RECORDS:

##############################

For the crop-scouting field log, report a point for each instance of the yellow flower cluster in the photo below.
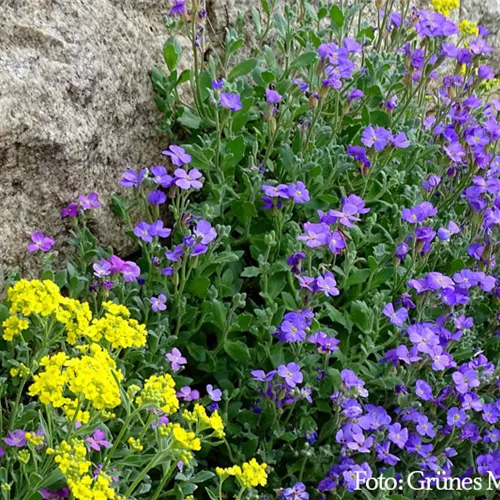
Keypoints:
(468, 28)
(43, 298)
(445, 6)
(72, 462)
(184, 441)
(12, 326)
(34, 297)
(159, 392)
(21, 371)
(117, 328)
(199, 417)
(90, 377)
(249, 475)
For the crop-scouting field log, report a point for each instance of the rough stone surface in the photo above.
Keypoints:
(77, 108)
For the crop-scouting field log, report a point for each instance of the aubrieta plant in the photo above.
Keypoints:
(314, 299)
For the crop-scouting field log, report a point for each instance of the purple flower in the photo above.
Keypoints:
(398, 435)
(377, 137)
(214, 394)
(158, 303)
(204, 232)
(176, 359)
(188, 180)
(89, 202)
(130, 271)
(131, 178)
(178, 155)
(291, 373)
(327, 284)
(16, 438)
(218, 84)
(178, 8)
(54, 495)
(395, 317)
(40, 243)
(187, 394)
(230, 101)
(296, 492)
(272, 97)
(97, 440)
(298, 192)
(464, 381)
(157, 197)
(161, 177)
(102, 269)
(423, 390)
(456, 417)
(317, 234)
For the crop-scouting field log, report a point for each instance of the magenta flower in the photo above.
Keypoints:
(176, 359)
(178, 8)
(89, 202)
(272, 97)
(102, 269)
(230, 101)
(214, 394)
(41, 243)
(16, 439)
(158, 303)
(188, 394)
(188, 180)
(97, 440)
(291, 373)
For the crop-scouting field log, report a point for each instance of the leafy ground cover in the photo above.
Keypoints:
(315, 297)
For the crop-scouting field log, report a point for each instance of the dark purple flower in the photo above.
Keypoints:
(97, 440)
(176, 359)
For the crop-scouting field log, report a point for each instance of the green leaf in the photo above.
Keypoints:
(304, 60)
(237, 351)
(250, 272)
(199, 286)
(362, 316)
(189, 120)
(243, 68)
(172, 51)
(337, 16)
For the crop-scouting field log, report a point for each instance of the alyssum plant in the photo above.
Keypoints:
(315, 298)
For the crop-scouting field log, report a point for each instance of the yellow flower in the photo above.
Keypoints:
(22, 371)
(468, 28)
(445, 6)
(250, 475)
(13, 326)
(92, 377)
(159, 392)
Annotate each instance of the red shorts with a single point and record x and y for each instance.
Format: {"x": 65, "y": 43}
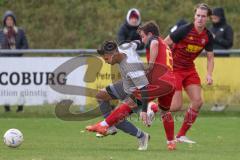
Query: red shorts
{"x": 186, "y": 77}
{"x": 162, "y": 87}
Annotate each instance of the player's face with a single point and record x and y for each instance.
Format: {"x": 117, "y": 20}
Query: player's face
{"x": 215, "y": 19}
{"x": 200, "y": 18}
{"x": 133, "y": 21}
{"x": 9, "y": 21}
{"x": 144, "y": 37}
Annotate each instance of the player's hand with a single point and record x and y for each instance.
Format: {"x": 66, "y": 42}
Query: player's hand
{"x": 209, "y": 79}
{"x": 144, "y": 118}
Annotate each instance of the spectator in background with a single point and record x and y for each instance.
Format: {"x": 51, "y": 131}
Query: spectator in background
{"x": 222, "y": 32}
{"x": 128, "y": 30}
{"x": 12, "y": 37}
{"x": 223, "y": 39}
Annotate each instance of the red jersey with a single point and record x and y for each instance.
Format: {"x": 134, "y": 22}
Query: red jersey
{"x": 188, "y": 44}
{"x": 164, "y": 56}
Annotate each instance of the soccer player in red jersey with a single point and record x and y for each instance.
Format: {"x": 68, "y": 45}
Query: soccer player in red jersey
{"x": 161, "y": 84}
{"x": 158, "y": 53}
{"x": 188, "y": 42}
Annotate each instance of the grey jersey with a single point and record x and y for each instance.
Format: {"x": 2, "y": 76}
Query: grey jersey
{"x": 132, "y": 69}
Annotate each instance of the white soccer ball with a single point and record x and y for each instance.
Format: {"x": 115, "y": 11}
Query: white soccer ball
{"x": 13, "y": 138}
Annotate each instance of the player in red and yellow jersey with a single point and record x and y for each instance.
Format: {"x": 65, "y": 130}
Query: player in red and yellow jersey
{"x": 188, "y": 42}
{"x": 160, "y": 73}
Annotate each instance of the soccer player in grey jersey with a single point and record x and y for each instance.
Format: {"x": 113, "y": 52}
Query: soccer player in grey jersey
{"x": 133, "y": 77}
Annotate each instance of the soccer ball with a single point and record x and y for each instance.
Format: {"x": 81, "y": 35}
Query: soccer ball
{"x": 13, "y": 138}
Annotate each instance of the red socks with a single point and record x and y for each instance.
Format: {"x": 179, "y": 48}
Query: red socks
{"x": 118, "y": 114}
{"x": 168, "y": 124}
{"x": 189, "y": 119}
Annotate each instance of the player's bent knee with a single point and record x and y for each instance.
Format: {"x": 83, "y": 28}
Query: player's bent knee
{"x": 175, "y": 107}
{"x": 101, "y": 96}
{"x": 197, "y": 104}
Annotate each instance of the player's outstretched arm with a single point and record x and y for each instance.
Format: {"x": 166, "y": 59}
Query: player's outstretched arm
{"x": 168, "y": 40}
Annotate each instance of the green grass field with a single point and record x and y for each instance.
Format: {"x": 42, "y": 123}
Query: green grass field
{"x": 48, "y": 138}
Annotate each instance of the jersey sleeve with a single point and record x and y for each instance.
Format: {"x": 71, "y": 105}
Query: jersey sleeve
{"x": 209, "y": 45}
{"x": 180, "y": 33}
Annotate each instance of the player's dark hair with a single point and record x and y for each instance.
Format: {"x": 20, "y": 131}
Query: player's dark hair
{"x": 203, "y": 6}
{"x": 108, "y": 47}
{"x": 151, "y": 27}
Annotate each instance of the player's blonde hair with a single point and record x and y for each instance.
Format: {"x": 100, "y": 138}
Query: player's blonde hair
{"x": 203, "y": 6}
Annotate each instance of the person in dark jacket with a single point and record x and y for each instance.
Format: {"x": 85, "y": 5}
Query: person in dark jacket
{"x": 128, "y": 30}
{"x": 12, "y": 37}
{"x": 179, "y": 23}
{"x": 222, "y": 32}
{"x": 223, "y": 39}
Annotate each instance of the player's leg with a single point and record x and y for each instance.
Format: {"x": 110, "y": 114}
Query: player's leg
{"x": 192, "y": 87}
{"x": 194, "y": 93}
{"x": 177, "y": 101}
{"x": 167, "y": 119}
{"x": 116, "y": 91}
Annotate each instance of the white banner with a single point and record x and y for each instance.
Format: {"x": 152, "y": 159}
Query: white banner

##############################

OBJECTIVE: Copy all of the rows above word for word, leaving the pictures out.

SOLUTION TO THIS EXERCISE:
For the crop-scouting field log, report a point for each instance of the yellow flower cluster in the photo below.
Keypoints:
(468, 28)
(43, 298)
(445, 6)
(72, 462)
(184, 441)
(12, 326)
(34, 297)
(159, 392)
(21, 371)
(117, 328)
(199, 417)
(90, 377)
(249, 475)
For the crop-scouting field log, report a point for each instance of the rough stone surface in the photo above.
Keypoints:
(77, 108)
For the crop-scouting field log, report a point for each instance of the aubrieta plant in the photo above.
Keypoints:
(314, 299)
For the crop-scouting field log, report a point for each instance of the purple flower in the photo above.
Keypoints:
(398, 435)
(377, 137)
(214, 394)
(158, 303)
(204, 232)
(176, 359)
(188, 180)
(89, 202)
(130, 271)
(131, 178)
(178, 155)
(291, 373)
(327, 284)
(16, 438)
(218, 84)
(178, 8)
(54, 495)
(395, 317)
(40, 243)
(187, 394)
(230, 101)
(296, 492)
(272, 97)
(97, 440)
(298, 192)
(464, 381)
(157, 197)
(161, 177)
(102, 269)
(423, 390)
(456, 417)
(317, 234)
For the crop-scouting field log, report a point for each instance of the magenta flower in the photo above.
Keypoints:
(176, 359)
(178, 8)
(89, 202)
(272, 97)
(102, 269)
(230, 101)
(214, 394)
(41, 243)
(16, 439)
(158, 303)
(188, 394)
(188, 180)
(97, 440)
(291, 373)
For the crop-scouting field log, report a point for each instance of the leafy ground cover in the photo above.
Keypoints:
(315, 297)
For the crop-scouting field log, report a point for each instance of the dark purple flower in the photo above.
Keypoints:
(97, 440)
(176, 359)
For the crop-scouting field log, report a point for each instance of the green leaf in the photo above.
Keypoints:
(304, 60)
(237, 351)
(250, 272)
(199, 286)
(362, 316)
(189, 120)
(243, 68)
(172, 51)
(337, 16)
For the crop-scouting field log, report a point for each instance of the alyssum plant in the photo above.
Keypoints:
(315, 298)
For the crop-scouting field log, report a point for each instance of the yellow flower in the photo above.
Keypoints:
(22, 371)
(468, 28)
(445, 6)
(250, 475)
(13, 326)
(92, 377)
(159, 392)
Annotate each instance of the red shorts with a single point and record x and y for each instance.
Format: {"x": 65, "y": 43}
Query: red shorts
{"x": 186, "y": 77}
{"x": 162, "y": 87}
Annotate each instance of the player's face with a single point and record x and y for each instance.
Format: {"x": 117, "y": 20}
Query: player's face
{"x": 215, "y": 19}
{"x": 200, "y": 18}
{"x": 133, "y": 21}
{"x": 9, "y": 21}
{"x": 144, "y": 37}
Annotate each instance of the player's hand with a single point and record x and y for each instance.
Format: {"x": 66, "y": 42}
Query: player's hand
{"x": 209, "y": 79}
{"x": 144, "y": 118}
Annotate each instance of the spectator in background with a single point and record x and y for each instance.
Format: {"x": 51, "y": 131}
Query: spectator in background
{"x": 222, "y": 32}
{"x": 128, "y": 30}
{"x": 12, "y": 37}
{"x": 223, "y": 39}
Annotate each instance of the red jersey with a single point and record x and y for each instance.
Format: {"x": 134, "y": 22}
Query: red jersey
{"x": 188, "y": 44}
{"x": 164, "y": 56}
Annotate each instance of the soccer player in red jersey with a single point and record x and y for each instance.
Format: {"x": 68, "y": 45}
Query: soccer player in red jersey
{"x": 161, "y": 84}
{"x": 158, "y": 53}
{"x": 188, "y": 42}
Annotate each instance of the grey jersey with a single point and record x and y for each instance.
Format: {"x": 2, "y": 76}
Query: grey jersey
{"x": 132, "y": 69}
Annotate each instance of the white soccer ball with a single point and record x and y for each instance.
Format: {"x": 115, "y": 11}
Query: white soccer ball
{"x": 13, "y": 138}
Annotate each instance of the player in red and yellow jersey with a single point and record x and y for each instance.
Format: {"x": 65, "y": 130}
Query: player in red and yellow jersey
{"x": 188, "y": 42}
{"x": 160, "y": 73}
Annotate each instance of the soccer player in grey jersey with a single point and record x and y for each instance.
Format: {"x": 113, "y": 52}
Query: soccer player in grey jersey
{"x": 133, "y": 77}
Annotate each instance of the soccer ball with a single point and record x and y for each instance.
Format: {"x": 81, "y": 35}
Query: soccer ball
{"x": 13, "y": 138}
Annotate each instance of the red socks with a single point and record x and y for each instance.
Format: {"x": 179, "y": 48}
Query: red socks
{"x": 118, "y": 114}
{"x": 168, "y": 124}
{"x": 189, "y": 119}
Annotate each instance of the player's bent knee with a single point and record x and y for each instance.
Format: {"x": 83, "y": 28}
Query: player's bent knee
{"x": 175, "y": 107}
{"x": 101, "y": 96}
{"x": 197, "y": 104}
Annotate each instance of the player's outstretched arm with a single point and record x and y for each instance.
Format: {"x": 166, "y": 59}
Query: player's outstretched arm
{"x": 168, "y": 40}
Annotate each instance of the green grass field with a single point and record x and y for each instance.
Format: {"x": 42, "y": 123}
Query: green grass field
{"x": 48, "y": 138}
Annotate each instance of the jersey sleeve with a single point and record x and y for each instance.
Format: {"x": 71, "y": 105}
Query: jersey sleeve
{"x": 209, "y": 45}
{"x": 180, "y": 33}
Annotate each instance of the player's dark hair with a single point and record x and y for each instance.
Format: {"x": 20, "y": 131}
Query: player's dark hair
{"x": 203, "y": 6}
{"x": 108, "y": 47}
{"x": 151, "y": 27}
Annotate each instance of the player's blonde hair with a single point and record x and y for each instance.
Format: {"x": 100, "y": 138}
Query: player's blonde hair
{"x": 203, "y": 6}
Annotate each instance of the person in dark jacket with a single point and record x and y for each instance.
Format: {"x": 85, "y": 5}
Query: person in dark jacket
{"x": 128, "y": 30}
{"x": 12, "y": 37}
{"x": 179, "y": 23}
{"x": 222, "y": 32}
{"x": 223, "y": 39}
Annotate each instance of the player's leg with a single point and record x and y for each instance.
Format: {"x": 110, "y": 114}
Query: player's leg
{"x": 192, "y": 87}
{"x": 194, "y": 93}
{"x": 177, "y": 101}
{"x": 167, "y": 119}
{"x": 116, "y": 91}
Annotate each instance of the white banner with a single point and record x and y for each instance.
Format: {"x": 152, "y": 159}
Query: white banner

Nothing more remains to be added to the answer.